-- START OF Dataset --

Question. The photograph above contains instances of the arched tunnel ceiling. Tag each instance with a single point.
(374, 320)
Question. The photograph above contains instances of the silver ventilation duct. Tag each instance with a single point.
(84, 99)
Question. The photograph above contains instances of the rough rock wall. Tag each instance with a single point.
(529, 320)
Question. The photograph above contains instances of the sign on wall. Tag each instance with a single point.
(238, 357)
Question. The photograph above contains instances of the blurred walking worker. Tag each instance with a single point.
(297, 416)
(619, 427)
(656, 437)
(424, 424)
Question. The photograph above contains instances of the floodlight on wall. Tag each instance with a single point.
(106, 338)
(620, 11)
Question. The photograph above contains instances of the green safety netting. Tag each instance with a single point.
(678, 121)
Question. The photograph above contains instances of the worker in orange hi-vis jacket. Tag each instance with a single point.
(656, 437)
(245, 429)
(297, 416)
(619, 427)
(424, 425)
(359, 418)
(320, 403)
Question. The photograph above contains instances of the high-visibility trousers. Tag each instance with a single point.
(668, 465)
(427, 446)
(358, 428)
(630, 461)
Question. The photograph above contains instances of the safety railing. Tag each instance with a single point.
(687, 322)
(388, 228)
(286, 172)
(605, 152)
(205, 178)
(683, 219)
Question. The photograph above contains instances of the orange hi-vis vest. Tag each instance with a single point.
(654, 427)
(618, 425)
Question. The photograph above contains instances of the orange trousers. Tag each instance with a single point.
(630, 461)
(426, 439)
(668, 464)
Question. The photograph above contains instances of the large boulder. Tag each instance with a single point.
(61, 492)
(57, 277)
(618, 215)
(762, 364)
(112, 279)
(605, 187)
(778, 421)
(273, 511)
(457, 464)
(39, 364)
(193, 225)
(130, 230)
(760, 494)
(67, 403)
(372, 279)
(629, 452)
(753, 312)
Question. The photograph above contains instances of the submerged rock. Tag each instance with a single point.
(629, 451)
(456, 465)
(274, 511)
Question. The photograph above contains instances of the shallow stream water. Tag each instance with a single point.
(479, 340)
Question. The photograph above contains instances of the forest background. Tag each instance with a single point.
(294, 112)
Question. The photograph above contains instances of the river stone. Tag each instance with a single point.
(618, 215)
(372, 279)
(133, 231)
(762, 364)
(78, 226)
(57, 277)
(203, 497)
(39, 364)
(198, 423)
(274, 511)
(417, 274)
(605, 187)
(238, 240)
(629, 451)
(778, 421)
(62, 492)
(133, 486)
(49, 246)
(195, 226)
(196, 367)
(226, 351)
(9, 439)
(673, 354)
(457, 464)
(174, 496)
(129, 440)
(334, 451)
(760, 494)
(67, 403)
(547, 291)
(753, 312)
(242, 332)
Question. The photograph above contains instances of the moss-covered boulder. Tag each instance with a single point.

-- END OF Dataset --

Written task:
Starting at the line that contains "Question. The photograph above contains instances of the shallow" and continuing through the final line, substitute "streambed rock" for "river stone", and write out those lines again with nothing else altered.

Completed task:
Question. The photograph above contains instances of the shallow stream water. Tag each instance with a single point.
(479, 340)
Question. The photograph above contains instances of the forest background. Tag each instance with a single point.
(294, 112)
Question. The photograph above contains instances of the streambed rock. Tag each instance with a single point.
(618, 215)
(372, 279)
(133, 231)
(762, 364)
(78, 226)
(57, 277)
(203, 497)
(39, 364)
(198, 423)
(274, 511)
(417, 274)
(605, 187)
(238, 240)
(629, 451)
(778, 421)
(62, 492)
(133, 486)
(49, 246)
(195, 226)
(196, 367)
(226, 351)
(9, 439)
(673, 354)
(457, 464)
(174, 496)
(129, 440)
(334, 451)
(760, 494)
(67, 403)
(547, 291)
(753, 312)
(242, 332)
Question. The photograph above contains instances of the moss-covered boulder. Tag each instance with a single point.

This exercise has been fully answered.